== THE RECORDS

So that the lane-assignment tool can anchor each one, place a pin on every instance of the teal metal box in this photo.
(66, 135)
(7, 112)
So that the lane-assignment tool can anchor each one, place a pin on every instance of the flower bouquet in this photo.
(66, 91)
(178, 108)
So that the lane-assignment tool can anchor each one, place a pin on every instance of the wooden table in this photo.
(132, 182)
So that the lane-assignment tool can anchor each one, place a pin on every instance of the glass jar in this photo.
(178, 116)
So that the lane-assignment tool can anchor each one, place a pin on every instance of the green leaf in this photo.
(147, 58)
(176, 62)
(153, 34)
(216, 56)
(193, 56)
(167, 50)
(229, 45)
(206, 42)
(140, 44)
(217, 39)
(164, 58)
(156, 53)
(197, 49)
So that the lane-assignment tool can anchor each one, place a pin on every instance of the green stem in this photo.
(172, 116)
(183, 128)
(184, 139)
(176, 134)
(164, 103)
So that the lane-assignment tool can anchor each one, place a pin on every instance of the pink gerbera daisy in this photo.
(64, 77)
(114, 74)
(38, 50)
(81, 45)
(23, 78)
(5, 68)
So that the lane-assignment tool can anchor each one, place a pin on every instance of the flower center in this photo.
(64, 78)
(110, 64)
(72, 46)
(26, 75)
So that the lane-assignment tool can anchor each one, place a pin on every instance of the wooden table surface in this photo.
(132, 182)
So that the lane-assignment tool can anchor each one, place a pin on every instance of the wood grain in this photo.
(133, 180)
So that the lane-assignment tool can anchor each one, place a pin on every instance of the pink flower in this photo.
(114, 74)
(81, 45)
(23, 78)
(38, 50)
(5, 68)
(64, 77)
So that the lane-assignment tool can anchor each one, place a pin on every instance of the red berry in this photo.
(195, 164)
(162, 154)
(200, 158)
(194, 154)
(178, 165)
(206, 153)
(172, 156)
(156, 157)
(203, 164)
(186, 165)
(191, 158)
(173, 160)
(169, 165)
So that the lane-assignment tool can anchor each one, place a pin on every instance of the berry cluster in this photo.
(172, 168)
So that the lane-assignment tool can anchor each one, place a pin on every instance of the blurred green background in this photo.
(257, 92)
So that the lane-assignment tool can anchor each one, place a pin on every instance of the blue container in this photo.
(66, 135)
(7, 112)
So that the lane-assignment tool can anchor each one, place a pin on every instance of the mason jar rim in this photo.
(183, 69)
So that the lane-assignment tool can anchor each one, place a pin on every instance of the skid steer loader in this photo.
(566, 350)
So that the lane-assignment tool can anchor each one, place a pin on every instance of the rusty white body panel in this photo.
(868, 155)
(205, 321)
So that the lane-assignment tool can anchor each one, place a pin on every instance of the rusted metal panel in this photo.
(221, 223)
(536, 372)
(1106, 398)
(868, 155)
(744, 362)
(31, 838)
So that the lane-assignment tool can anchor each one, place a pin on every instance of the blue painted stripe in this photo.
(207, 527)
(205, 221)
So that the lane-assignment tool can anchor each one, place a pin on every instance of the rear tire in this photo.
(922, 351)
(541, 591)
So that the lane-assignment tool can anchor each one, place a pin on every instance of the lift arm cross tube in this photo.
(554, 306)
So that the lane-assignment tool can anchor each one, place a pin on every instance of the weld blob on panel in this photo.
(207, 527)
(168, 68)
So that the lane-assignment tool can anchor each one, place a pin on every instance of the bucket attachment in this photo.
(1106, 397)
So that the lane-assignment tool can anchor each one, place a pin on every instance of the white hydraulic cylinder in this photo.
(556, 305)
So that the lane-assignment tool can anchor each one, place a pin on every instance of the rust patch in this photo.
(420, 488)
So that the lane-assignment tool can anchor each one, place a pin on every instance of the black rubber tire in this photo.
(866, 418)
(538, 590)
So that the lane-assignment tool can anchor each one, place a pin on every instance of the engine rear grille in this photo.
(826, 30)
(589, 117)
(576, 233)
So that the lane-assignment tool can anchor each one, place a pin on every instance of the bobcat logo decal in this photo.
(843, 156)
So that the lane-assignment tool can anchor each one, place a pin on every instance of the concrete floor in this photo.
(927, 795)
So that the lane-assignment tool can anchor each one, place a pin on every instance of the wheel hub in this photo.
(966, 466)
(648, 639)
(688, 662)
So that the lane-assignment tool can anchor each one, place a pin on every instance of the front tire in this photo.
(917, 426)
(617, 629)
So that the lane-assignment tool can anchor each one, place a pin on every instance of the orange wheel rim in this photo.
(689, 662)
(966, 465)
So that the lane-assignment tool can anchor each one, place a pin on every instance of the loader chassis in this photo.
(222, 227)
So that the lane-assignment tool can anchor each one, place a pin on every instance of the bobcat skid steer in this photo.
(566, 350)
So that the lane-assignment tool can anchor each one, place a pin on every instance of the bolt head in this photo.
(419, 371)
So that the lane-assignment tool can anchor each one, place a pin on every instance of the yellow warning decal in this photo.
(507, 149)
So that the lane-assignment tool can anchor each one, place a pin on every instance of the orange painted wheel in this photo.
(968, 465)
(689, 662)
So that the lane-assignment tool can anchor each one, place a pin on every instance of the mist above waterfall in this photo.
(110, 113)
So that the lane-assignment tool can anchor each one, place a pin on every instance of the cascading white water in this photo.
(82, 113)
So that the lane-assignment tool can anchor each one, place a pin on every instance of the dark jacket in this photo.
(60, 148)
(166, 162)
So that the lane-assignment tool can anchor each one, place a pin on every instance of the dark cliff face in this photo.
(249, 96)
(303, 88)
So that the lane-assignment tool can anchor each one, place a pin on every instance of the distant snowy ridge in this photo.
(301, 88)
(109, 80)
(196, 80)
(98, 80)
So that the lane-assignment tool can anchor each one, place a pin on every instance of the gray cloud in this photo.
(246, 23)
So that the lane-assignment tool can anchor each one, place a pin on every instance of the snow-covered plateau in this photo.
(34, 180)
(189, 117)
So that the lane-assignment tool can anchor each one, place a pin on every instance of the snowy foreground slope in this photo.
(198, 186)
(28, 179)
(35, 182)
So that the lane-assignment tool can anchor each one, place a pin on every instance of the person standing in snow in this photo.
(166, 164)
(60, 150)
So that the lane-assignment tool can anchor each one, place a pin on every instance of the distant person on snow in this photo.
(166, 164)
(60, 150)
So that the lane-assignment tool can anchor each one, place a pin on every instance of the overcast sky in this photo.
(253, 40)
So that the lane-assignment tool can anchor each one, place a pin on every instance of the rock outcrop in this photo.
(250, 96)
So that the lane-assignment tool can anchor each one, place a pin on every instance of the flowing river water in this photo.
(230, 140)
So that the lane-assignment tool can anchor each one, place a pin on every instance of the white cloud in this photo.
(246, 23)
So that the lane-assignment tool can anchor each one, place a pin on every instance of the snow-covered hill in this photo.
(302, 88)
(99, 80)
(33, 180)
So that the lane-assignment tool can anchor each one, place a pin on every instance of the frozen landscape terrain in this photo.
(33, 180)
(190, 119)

====

» WHAT THIS TASK INVOLVES
Line by line, please copy the records above exactly.

» RESPONSE
So that the lane-assignment tool can anchor each one, place a pin on every instance of the teal metal box in this photo.
(66, 135)
(7, 112)
So that the lane-assignment tool can anchor each one, place a pin on every instance of the flower bouquet in this photo.
(66, 91)
(178, 108)
So that the lane-assignment tool can anchor each one, place a pin on every instance of the wooden table in this photo.
(132, 182)
So that the lane-assignment tool can anchor each one, place a pin on every instance of the glass jar in this photo.
(178, 116)
So that the lane-assignment tool can anchor each one, place a pin on every instance of the green leaf in this photo.
(147, 58)
(176, 62)
(153, 34)
(216, 56)
(193, 56)
(167, 50)
(229, 45)
(206, 42)
(140, 44)
(217, 39)
(164, 58)
(156, 53)
(197, 49)
So that the lane-assignment tool can anchor each one, place a pin on every instance of the green stem in this photo.
(172, 116)
(183, 128)
(184, 139)
(176, 134)
(164, 103)
So that the lane-assignment tool can anchor each one, place a pin on every instance of the pink gerbera daisy in this photo.
(64, 77)
(114, 74)
(38, 50)
(81, 45)
(23, 78)
(5, 68)
So that the lane-assignment tool can anchor each one, place a pin on every instance of the flower center in this photo.
(64, 78)
(110, 64)
(72, 46)
(26, 75)
So that the lane-assignment tool can anchor each one, place a pin on every instance of the wooden table surface in this photo.
(132, 182)
So that the lane-assignment tool can anchor each one, place a pin on every instance of the wood grain in this photo.
(133, 180)
So that the lane-assignment tool can anchor each one, place a pin on every instance of the pink flower in this photo.
(114, 74)
(81, 45)
(23, 78)
(38, 50)
(5, 68)
(64, 77)
So that the lane-assignment tool can anchor each one, place a pin on every instance of the red berry in this photo.
(195, 164)
(162, 154)
(200, 158)
(194, 154)
(178, 165)
(206, 153)
(172, 156)
(156, 157)
(203, 164)
(186, 165)
(191, 158)
(173, 160)
(169, 165)
So that the lane-assignment tool can anchor each one, place a pin on every instance of the berry cluster in this photo.
(172, 168)
So that the lane-assignment tool can anchor each one, place a pin on every instance of the blurred green background in this photo.
(257, 92)
So that the lane-assignment tool can anchor each one, place a pin on every instance of the blue container in this photo.
(66, 135)
(7, 112)
So that the lane-assignment tool can anchor each one, place a pin on every instance of the mason jar rim in this photo.
(183, 69)
So that the lane-assignment tool can anchor each one, place a pin on every instance of the skid steer loader in this photo.
(566, 350)
So that the lane-assignment tool can anchor each one, place a pin on every instance of the rusty white body panel in this photo.
(868, 155)
(205, 321)
So that the lane-assignment tool can anchor each one, place a pin on every instance of the rusted metal panel in this photo.
(221, 223)
(536, 372)
(1106, 398)
(868, 155)
(744, 362)
(31, 838)
So that the lane-assignment tool can anchor each one, place a pin on every instance of the blue painted stripe in this photo.
(207, 527)
(205, 221)
So that the lane-assignment tool can anchor each one, place a pin on every instance of the rear tire in this photo.
(922, 351)
(541, 591)
So that the lane-assignment tool can anchor each one, place a pin on every instance of the lift arm cross tube in this photo.
(554, 306)
So that the lane-assignment tool can anchor each one, place a pin on every instance of the weld blob on panel in this photo.
(207, 527)
(168, 68)
So that the lane-assignment tool can anchor each one, place a pin on every instance of the bucket attachment in this photo.
(1106, 397)
So that the lane-assignment tool can anchor each one, place a pin on every instance of the white hydraulic cylinder in this photo.
(556, 305)
So that the lane-assignment tool can anchor each one, place a pin on every instance of the rust patch in this photo.
(420, 488)
So that the lane-assignment tool can anchor each one, place a pin on every instance of the black rubber tire in this photo.
(866, 418)
(538, 590)
So that the lane-assignment tool can anchor each one, place a pin on every instance of the engine rear grille in this photo.
(826, 30)
(589, 117)
(576, 233)
So that the lane-assignment tool can anchor each one, place a pin on every instance of the bobcat logo decal in this photo.
(843, 156)
So that the lane-assignment tool can anchor each one, place a pin on every instance of the concrete floor in this photo.
(927, 795)
So that the lane-assignment tool can anchor each one, place a pin on every instance of the wheel hub in this photo.
(966, 466)
(648, 639)
(688, 662)
So that the lane-assignment tool can anchor each one, place a pin on every instance of the front tire in this photo.
(917, 426)
(617, 629)
So that the lane-assignment tool can anchor each one, place a pin on every instance of the orange wheel rim in this photo.
(689, 662)
(966, 465)
So that the lane-assignment tool can anchor each one, place a pin on every instance of the loader chassis in this photo.
(222, 227)
So that the lane-assignment tool can anchor each one, place a pin on every instance of the bobcat skid steer in this photo.
(566, 350)
So that the lane-assignment tool can anchor each one, place a pin on every instance of the bolt head in this photo.
(419, 371)
So that the lane-assignment tool can anchor each one, place a pin on every instance of the yellow warning decal in this photo.
(507, 149)
So that the lane-assignment tool can anchor each one, place a pin on every instance of the orange painted wheel in this photo.
(968, 465)
(689, 662)
So that the lane-assignment tool can anchor each one, place a pin on every instance of the mist above waterfall in this photo.
(110, 113)
So that the lane-assignment tool can anchor each one, place a pin on every instance of the cascading white water in this photo.
(82, 113)
So that the lane-assignment tool can anchor each one, place a pin on every instance of the dark jacket in this photo.
(60, 148)
(166, 162)
So that the lane-assignment tool can anchor each one, place a pin on every instance of the dark cliff face in this photo.
(249, 96)
(303, 88)
So that the lane-assignment tool can anchor each one, place a pin on every instance of the distant snowy ridge in this photo.
(301, 88)
(109, 80)
(196, 80)
(98, 80)
So that the lane-assignment tool can anchor each one, place a pin on every instance of the gray cloud in this photo.
(246, 23)
So that the lane-assignment tool can anchor each one, place a pin on every instance of the snow-covered plateau in this photo.
(34, 180)
(189, 117)
So that the lane-assignment tool can anchor each one, place a pin on every instance of the snowy foreground slope in this photo.
(198, 186)
(28, 179)
(35, 182)
So that the lane-assignment tool can anchor each one, place a pin on every instance of the person standing in snow in this photo.
(166, 164)
(60, 150)
So that the lane-assignment tool can anchor each one, place a pin on every instance of the distant person on snow in this photo.
(166, 164)
(60, 150)
So that the lane-assignment tool can anchor each one, place a pin on every instance of the overcast sky in this photo.
(253, 40)
So that the lane-assignment tool can anchor each one, place a pin on every instance of the rock outcrop in this photo.
(250, 96)
So that the lane-assignment tool can anchor each one, place a pin on every instance of the flowing river water in this photo.
(230, 140)
So that the lane-assignment tool can anchor each one, place a pin on every instance of the white cloud in this photo.
(246, 23)
So that the lane-assignment tool can anchor each one, place a pin on every instance of the snow-covered hill in this photo.
(302, 88)
(99, 80)
(33, 180)
So that the lane-assignment tool can anchor each one, place a pin on every instance of the frozen landscape terrain in this photo.
(33, 180)
(190, 119)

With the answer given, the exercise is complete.